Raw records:

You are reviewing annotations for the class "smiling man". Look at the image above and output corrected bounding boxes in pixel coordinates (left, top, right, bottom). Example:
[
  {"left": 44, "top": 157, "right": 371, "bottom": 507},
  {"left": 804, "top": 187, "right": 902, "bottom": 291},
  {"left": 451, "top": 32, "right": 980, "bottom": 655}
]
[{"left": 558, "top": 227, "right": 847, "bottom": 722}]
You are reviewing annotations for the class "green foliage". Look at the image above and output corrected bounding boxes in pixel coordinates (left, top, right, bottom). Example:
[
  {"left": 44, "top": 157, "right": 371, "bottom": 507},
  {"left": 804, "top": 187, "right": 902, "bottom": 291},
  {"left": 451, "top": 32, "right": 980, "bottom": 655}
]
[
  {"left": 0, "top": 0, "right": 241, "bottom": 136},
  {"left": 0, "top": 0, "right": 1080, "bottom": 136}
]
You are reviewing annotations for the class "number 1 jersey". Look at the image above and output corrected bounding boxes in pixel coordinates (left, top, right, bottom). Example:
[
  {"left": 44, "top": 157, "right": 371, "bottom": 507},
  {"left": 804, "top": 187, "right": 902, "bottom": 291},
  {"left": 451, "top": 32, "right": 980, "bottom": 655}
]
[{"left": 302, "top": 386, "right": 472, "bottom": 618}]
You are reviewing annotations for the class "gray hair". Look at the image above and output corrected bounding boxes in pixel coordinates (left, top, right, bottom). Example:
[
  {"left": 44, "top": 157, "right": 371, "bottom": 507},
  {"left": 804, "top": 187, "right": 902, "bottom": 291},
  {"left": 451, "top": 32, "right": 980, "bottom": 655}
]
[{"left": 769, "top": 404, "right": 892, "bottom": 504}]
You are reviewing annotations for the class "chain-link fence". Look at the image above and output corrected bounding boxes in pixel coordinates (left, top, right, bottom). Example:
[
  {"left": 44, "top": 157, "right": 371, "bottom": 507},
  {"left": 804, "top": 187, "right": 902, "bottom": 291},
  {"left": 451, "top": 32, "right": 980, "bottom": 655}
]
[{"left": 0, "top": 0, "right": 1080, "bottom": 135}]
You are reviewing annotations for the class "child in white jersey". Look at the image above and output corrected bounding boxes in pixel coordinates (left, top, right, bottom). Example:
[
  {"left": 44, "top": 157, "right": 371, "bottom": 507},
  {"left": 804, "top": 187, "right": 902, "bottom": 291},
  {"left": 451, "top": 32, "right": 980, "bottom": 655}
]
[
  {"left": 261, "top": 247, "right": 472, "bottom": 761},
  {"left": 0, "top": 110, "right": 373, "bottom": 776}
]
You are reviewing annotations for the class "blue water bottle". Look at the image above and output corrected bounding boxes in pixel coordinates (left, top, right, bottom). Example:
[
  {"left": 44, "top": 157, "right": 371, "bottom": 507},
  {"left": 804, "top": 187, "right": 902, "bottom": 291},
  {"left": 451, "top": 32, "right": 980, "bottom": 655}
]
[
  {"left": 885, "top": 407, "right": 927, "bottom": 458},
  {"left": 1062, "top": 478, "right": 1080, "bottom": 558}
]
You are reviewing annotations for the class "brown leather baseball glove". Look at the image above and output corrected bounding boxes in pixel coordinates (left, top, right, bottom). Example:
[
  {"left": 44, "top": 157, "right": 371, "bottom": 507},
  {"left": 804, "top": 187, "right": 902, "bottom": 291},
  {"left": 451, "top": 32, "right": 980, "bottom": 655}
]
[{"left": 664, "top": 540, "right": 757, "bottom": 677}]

_Problem description_
From the material above, select each line containing the string "pixel" and reproduce it in full.

_Full answer_
You are reviewing annotations for the class "smiling man". Look at the image above and output corrected bounding boxes in pixel coordinates (left, top, right, bottom). Example:
You are reviewing annotations for the class "green foliage". Look at the image above and output corrected bounding boxes in pixel coordinates (left, top, right, bottom). Example:
You are reviewing annotations for the class "number 1 jersey". Look at the image above and output corrected bounding boxes in pixel coordinates (left, top, right, bottom). Example:
You are reviewing annotations for the class "gray hair". Look at the image above and output corrected bounding boxes in pixel coordinates (left, top, right, bottom). Example:
You are reviewing annotations for the class "chain-link fence". Look at the image above and output corrected bounding boxes in pixel coordinates (left, top, right, bottom). Example:
You are reviewing annotations for the class "child in white jersey". Look at the image above and output corrected bounding boxes in pixel coordinates (left, top, right, bottom). Example:
You are reviewing annotations for the class "blue water bottle". Look at the image above and output corrected bounding boxes in pixel coordinates (left, top, right, bottom). Example:
You are reviewing annotations for the class "brown leather baseball glove". Look at the image above and output corrected bounding boxes in pixel coordinates (left, top, right, bottom). Example:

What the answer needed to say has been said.